_PROMPT_.
Can you format everything from the line containing "Where can the dining" down to the line containing "[1066, 368]" in the records below as a two-column CSV with the columns text and answer, one row per record, each field quoted and with line breaks turned into spaces? Leave the pictures out.

_PROVIDED INFORMATION_.
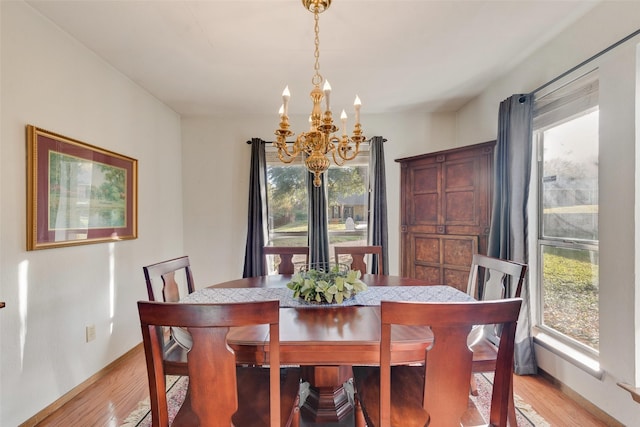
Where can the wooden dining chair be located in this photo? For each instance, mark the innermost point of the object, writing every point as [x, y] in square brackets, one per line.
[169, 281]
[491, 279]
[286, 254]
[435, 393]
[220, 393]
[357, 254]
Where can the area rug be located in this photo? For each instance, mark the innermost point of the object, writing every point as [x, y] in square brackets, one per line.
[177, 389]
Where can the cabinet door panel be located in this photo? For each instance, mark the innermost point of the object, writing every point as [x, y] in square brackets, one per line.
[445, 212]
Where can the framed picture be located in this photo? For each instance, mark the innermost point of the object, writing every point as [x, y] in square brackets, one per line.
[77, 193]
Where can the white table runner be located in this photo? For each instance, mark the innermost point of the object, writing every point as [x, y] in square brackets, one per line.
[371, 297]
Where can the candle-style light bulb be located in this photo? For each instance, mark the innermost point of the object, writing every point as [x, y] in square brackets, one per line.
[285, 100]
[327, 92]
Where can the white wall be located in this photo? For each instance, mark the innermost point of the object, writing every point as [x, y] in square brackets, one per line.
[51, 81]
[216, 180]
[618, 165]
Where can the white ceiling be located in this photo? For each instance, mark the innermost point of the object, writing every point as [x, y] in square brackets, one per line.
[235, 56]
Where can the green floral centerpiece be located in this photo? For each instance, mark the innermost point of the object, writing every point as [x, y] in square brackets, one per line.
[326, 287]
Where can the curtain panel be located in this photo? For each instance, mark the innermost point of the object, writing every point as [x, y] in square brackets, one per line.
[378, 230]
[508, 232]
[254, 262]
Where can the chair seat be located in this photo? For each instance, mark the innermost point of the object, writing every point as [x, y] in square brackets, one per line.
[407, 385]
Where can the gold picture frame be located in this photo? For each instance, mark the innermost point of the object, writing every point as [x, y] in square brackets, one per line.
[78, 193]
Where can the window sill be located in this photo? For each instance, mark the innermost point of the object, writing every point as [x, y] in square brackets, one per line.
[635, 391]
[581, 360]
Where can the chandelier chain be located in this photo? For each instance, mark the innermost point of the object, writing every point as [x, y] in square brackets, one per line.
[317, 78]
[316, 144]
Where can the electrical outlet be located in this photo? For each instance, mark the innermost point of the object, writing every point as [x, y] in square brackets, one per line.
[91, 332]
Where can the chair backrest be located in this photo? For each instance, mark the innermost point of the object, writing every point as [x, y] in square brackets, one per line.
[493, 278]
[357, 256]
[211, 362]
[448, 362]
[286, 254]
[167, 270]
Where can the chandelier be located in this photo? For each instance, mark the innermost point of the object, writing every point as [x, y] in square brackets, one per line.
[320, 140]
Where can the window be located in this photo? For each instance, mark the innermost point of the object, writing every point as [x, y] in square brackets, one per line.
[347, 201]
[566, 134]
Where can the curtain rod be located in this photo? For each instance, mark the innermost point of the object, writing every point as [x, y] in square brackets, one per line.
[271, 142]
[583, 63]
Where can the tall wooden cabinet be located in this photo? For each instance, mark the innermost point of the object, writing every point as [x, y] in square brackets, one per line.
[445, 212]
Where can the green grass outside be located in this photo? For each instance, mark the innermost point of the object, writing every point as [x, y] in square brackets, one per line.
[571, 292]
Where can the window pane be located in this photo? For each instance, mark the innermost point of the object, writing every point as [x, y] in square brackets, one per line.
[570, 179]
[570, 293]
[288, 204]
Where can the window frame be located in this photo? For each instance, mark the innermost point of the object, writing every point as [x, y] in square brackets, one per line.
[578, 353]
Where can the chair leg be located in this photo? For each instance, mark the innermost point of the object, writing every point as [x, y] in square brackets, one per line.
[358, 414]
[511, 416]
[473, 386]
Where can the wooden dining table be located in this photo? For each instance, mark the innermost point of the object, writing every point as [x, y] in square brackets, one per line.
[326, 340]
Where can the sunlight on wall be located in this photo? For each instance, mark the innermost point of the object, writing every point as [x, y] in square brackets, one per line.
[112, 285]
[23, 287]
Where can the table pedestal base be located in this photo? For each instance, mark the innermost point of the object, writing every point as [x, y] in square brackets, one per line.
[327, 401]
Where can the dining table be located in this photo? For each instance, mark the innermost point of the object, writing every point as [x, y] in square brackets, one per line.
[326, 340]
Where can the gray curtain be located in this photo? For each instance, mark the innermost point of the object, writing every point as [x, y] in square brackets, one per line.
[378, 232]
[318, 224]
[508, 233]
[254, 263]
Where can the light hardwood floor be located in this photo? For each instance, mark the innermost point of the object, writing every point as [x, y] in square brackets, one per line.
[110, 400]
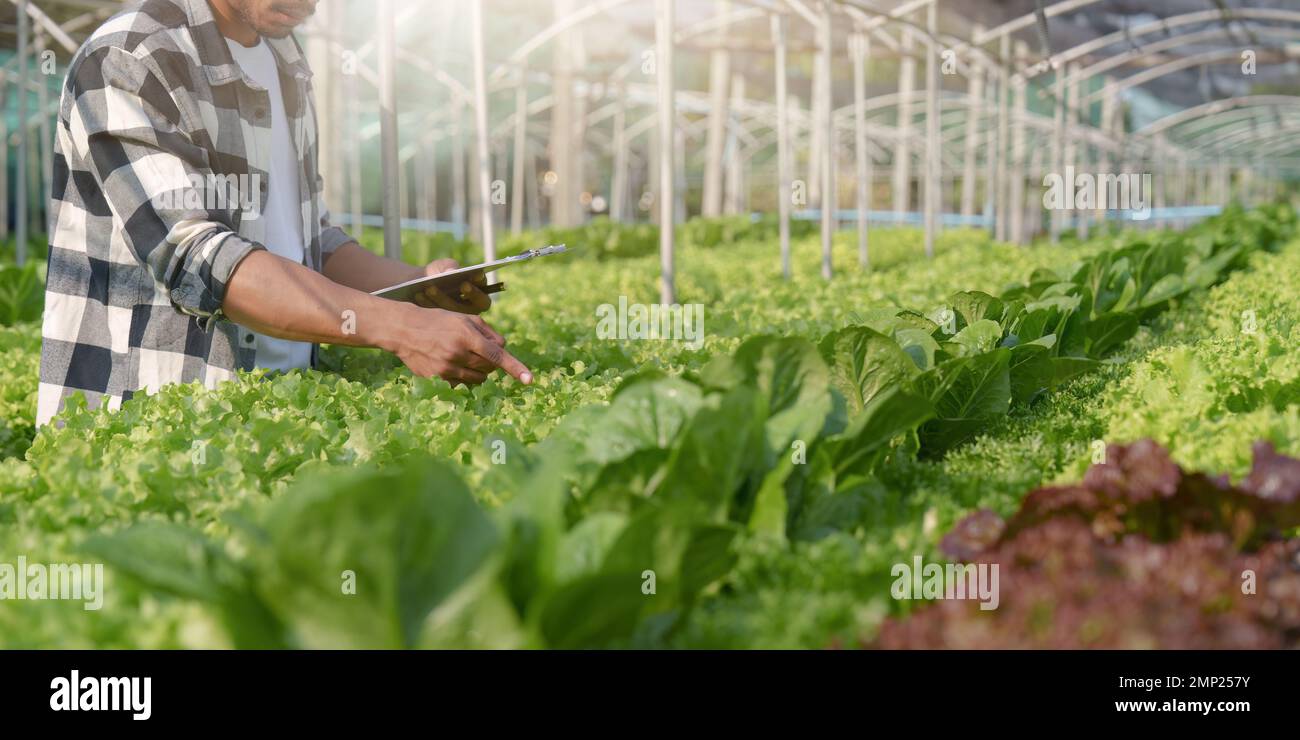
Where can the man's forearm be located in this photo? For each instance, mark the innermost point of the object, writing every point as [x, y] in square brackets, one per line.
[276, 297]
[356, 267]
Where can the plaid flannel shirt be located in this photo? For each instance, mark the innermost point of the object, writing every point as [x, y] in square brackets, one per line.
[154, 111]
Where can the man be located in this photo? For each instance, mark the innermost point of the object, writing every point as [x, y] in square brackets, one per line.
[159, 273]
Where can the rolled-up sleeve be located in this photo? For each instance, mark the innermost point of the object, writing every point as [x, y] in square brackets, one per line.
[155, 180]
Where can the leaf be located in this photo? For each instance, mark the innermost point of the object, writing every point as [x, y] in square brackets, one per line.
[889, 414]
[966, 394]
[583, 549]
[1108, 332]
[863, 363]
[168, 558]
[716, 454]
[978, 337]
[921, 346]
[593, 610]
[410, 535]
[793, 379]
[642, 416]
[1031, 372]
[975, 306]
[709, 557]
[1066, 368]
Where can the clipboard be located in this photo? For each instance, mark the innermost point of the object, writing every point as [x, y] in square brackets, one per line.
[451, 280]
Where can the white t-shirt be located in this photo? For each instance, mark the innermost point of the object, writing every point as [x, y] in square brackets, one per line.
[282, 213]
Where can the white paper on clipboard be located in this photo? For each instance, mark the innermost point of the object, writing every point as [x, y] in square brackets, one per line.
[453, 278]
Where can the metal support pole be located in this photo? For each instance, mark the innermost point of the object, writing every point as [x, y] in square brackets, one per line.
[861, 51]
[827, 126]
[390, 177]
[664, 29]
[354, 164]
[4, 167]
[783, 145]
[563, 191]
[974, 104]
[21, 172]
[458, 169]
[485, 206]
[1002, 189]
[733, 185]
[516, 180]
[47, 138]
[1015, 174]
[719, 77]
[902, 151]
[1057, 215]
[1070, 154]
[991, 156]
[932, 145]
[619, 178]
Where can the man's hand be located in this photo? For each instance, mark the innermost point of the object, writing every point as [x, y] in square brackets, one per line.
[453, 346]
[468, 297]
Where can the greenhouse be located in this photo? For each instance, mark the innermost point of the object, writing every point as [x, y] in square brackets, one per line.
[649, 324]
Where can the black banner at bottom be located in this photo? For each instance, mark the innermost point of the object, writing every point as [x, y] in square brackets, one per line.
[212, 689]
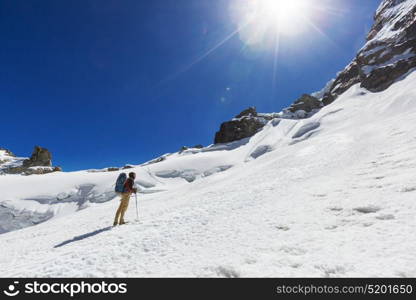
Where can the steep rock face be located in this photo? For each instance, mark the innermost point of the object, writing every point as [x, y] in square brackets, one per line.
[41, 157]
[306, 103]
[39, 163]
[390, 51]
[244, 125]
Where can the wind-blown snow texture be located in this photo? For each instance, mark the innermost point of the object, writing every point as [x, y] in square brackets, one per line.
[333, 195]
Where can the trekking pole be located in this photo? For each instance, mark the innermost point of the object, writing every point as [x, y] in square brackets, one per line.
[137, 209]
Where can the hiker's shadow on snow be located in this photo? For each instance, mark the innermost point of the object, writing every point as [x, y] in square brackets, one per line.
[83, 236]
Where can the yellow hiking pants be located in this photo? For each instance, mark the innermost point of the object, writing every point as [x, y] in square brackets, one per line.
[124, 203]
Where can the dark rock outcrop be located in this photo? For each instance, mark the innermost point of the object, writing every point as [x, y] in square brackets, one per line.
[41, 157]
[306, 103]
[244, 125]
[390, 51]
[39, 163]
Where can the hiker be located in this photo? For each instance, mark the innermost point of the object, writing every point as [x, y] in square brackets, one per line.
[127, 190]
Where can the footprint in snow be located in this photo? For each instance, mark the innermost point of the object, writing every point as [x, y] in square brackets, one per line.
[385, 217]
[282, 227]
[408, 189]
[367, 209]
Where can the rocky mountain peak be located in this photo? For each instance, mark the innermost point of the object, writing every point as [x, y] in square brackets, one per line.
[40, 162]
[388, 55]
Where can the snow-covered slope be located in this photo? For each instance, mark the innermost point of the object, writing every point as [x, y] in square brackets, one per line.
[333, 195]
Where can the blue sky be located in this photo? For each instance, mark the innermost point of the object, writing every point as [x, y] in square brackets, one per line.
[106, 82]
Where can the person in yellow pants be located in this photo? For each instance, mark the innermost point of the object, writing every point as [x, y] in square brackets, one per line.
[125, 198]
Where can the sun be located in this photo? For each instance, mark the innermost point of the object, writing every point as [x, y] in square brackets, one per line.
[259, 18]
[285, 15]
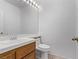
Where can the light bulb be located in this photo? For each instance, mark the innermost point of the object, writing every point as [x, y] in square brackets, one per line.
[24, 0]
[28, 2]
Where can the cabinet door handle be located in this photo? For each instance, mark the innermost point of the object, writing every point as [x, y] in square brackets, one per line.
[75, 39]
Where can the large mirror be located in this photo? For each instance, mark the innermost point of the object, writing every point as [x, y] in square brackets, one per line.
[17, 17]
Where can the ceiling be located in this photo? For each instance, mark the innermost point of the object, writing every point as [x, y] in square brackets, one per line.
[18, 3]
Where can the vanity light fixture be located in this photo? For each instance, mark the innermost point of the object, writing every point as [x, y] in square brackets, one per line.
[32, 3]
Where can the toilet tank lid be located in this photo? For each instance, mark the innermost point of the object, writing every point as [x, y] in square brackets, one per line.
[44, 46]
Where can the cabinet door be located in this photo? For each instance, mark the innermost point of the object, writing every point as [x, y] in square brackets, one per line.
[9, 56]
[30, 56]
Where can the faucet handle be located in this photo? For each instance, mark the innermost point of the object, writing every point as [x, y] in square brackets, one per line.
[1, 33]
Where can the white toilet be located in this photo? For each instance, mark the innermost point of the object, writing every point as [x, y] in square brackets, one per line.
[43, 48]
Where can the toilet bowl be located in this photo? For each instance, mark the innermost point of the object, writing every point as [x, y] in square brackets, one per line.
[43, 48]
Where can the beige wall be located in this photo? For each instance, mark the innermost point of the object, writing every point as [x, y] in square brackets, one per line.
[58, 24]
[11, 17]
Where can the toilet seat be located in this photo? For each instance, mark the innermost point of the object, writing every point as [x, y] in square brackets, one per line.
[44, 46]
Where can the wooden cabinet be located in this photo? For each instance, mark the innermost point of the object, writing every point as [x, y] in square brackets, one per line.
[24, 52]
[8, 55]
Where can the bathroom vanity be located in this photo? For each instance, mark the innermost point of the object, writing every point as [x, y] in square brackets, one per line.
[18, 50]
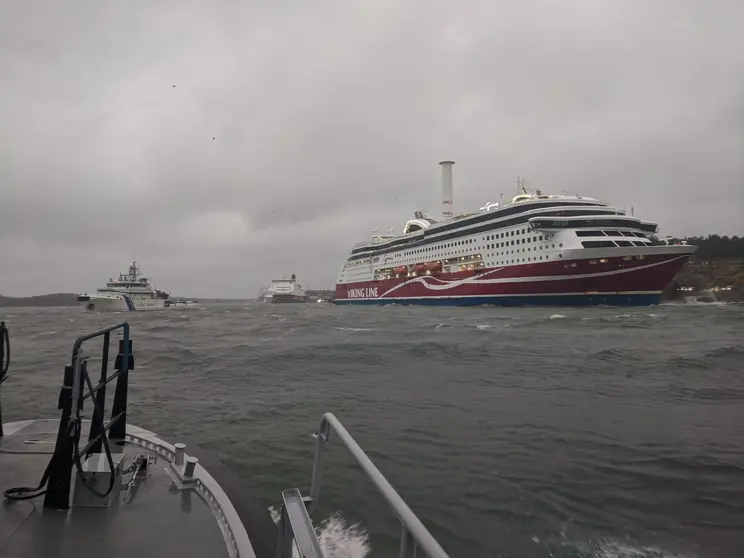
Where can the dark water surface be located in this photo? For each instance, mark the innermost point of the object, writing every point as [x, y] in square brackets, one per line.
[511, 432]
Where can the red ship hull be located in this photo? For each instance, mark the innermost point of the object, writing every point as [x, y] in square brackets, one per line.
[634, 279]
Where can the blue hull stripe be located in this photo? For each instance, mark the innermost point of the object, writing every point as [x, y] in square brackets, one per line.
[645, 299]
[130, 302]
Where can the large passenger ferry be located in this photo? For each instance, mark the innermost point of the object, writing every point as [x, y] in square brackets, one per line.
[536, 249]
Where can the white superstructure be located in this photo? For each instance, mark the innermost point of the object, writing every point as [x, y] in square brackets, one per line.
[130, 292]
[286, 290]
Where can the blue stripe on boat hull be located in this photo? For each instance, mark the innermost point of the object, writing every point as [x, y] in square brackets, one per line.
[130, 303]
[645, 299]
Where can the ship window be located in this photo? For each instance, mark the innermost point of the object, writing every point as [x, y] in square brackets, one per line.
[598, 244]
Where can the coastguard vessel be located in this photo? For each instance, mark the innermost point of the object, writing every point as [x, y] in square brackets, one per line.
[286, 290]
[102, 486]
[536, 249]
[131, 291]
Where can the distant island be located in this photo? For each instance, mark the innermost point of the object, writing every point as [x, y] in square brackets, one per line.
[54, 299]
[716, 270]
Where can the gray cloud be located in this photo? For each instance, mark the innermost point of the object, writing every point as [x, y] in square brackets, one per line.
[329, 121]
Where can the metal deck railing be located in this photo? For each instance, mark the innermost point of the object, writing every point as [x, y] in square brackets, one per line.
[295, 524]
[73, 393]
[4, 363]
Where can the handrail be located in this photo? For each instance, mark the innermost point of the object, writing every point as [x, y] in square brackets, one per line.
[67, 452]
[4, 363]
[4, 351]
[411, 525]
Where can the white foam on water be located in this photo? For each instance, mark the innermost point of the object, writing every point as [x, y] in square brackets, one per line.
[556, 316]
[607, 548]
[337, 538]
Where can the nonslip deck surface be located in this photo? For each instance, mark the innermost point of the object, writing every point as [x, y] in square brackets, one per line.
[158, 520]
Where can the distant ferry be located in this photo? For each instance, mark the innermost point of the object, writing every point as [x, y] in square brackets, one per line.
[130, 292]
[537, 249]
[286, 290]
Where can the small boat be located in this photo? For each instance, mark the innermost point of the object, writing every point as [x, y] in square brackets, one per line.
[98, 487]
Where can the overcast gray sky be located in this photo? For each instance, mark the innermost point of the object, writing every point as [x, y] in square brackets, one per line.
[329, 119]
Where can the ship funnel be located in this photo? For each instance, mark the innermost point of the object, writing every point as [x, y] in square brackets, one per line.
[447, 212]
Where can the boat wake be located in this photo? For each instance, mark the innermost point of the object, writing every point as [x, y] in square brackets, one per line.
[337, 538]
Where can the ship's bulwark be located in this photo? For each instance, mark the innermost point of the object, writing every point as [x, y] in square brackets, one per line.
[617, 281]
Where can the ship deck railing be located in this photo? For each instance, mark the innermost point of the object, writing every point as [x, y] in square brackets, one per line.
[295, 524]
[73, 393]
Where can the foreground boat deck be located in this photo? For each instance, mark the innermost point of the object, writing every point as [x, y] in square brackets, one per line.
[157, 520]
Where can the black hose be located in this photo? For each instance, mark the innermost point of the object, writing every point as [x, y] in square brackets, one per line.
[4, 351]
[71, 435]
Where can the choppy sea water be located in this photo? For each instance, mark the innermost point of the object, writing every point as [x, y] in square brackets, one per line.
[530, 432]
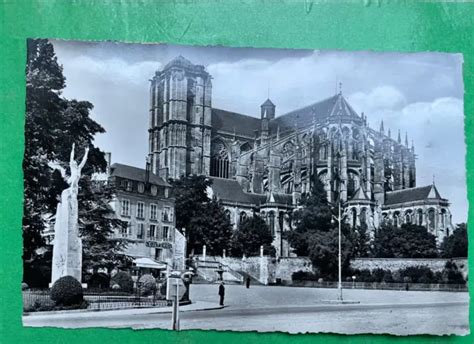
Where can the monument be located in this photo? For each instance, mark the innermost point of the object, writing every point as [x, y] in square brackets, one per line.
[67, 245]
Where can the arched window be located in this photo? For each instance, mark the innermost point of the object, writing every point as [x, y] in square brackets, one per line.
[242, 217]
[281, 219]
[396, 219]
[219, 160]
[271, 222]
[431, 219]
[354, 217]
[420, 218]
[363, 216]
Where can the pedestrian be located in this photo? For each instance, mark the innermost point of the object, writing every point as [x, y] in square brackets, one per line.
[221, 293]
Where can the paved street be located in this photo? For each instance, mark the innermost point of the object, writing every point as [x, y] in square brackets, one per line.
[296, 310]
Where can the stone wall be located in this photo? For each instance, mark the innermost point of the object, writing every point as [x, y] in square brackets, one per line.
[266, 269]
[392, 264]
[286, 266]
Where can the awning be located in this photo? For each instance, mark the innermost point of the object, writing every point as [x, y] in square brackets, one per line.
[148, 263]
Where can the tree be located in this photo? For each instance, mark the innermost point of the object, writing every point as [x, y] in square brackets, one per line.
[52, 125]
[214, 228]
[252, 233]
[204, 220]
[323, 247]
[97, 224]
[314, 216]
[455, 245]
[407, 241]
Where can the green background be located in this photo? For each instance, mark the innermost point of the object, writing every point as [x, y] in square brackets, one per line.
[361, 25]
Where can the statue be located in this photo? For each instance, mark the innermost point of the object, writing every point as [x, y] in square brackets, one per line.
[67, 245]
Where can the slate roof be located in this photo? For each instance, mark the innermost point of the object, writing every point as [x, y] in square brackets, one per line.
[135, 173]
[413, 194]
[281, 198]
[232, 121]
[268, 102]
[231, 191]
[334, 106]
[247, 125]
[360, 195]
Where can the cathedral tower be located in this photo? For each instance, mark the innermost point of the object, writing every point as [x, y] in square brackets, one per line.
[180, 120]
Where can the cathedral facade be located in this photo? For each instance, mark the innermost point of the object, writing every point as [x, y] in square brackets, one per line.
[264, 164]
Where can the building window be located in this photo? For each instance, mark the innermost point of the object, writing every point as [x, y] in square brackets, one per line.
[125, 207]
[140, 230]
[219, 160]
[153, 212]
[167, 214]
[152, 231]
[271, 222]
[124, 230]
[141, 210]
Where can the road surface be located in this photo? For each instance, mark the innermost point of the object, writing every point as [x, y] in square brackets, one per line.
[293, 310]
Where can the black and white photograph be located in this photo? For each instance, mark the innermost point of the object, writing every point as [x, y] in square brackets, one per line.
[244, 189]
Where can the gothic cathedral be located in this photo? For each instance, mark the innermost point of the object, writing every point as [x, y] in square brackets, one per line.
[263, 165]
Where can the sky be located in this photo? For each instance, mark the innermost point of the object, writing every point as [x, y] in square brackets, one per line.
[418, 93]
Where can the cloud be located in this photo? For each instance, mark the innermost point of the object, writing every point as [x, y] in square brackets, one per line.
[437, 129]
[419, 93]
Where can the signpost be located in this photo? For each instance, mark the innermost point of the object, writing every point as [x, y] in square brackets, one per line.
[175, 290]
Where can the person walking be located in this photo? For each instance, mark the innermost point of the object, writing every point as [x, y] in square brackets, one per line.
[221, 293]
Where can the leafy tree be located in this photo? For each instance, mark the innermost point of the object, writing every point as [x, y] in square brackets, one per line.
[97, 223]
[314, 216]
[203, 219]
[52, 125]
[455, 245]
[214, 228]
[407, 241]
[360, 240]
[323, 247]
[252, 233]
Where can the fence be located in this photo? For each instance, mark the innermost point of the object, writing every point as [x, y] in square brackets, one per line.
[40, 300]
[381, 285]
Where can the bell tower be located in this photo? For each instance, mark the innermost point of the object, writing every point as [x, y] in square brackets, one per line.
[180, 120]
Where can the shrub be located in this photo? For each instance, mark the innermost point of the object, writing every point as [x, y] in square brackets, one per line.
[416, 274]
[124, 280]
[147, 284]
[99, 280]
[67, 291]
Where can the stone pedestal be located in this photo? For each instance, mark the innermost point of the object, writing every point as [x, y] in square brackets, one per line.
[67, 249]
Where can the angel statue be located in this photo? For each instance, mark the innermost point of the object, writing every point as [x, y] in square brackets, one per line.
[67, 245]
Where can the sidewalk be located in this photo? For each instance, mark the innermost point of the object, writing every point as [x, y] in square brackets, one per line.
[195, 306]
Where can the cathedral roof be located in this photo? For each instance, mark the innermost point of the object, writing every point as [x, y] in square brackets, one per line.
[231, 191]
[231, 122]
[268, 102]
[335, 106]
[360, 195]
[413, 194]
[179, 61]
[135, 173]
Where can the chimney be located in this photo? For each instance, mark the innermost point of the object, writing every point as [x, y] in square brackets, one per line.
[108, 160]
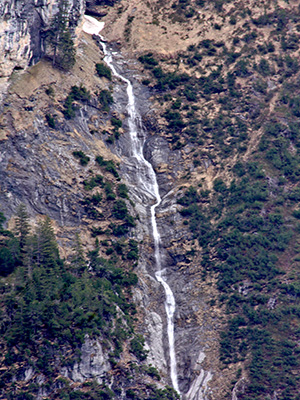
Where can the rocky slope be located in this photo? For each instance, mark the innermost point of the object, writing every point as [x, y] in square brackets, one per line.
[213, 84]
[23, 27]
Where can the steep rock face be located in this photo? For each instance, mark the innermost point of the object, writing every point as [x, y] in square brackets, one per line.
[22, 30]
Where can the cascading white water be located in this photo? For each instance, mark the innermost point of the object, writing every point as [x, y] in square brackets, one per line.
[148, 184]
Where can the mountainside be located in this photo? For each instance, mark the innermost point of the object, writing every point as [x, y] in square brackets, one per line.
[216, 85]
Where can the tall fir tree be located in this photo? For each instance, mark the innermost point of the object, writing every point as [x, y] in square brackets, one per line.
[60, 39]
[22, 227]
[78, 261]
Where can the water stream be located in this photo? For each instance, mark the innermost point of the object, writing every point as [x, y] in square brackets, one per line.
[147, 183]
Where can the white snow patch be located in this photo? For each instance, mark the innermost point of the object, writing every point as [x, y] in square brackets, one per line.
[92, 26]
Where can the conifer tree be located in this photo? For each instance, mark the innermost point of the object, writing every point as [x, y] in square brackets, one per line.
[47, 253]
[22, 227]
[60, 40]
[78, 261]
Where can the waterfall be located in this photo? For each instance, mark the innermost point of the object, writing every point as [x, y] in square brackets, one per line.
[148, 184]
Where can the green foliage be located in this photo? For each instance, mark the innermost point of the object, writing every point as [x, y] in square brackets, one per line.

_TASK RESULT_.
text,answer
"Where can the dining table be located in this photo? For each instance, mark the innermost point of the object, writing every point as [x, y] in square brackets, one per line.","[326, 340]"
"Where can the gray curtain be located in this photo? For each instance, mark the innermost point of the object, writing every point as [x, y] in square brackets, one per line.","[378, 232] [318, 224] [508, 233] [254, 263]"
"Where can the light hardwood floor be located in this photo? For each instance, mark the innermost point of the object, writing every point as [x, y] in square brackets, one per line.","[110, 400]"
"Where can the man's forearm be located in this photo? For each instance, mark the innermost point of the object, writing every point as [x, y] in square brackets, one per line.","[276, 297] [356, 267]"
"Where can the plaid flannel shirt be located in this photo? For each instance, mark the innermost point of the object, writing every point as [x, y] in square brackets, one per line.","[154, 111]"
"Where can the man be located in this photo? For each instance, mark the innermost point of the object, writing every point as [x, y] in square brackets, one per line.","[159, 273]"
"Where can the rolled-up sleeve be located in this photo? For each instance, mark the innermost point of the object, writing every point as [x, y] in square brackets, one per line.","[155, 180]"
"Where can the leaf be located in this photo? For each instance, mark the innermost point of the object, writing every point as [x, y] in square brackets, one per line.","[889, 414] [966, 394] [583, 549] [1108, 332] [863, 363] [168, 558] [716, 454] [978, 337] [921, 346] [593, 610] [410, 535] [793, 379] [642, 416] [1031, 372] [975, 306] [709, 557] [1066, 368]"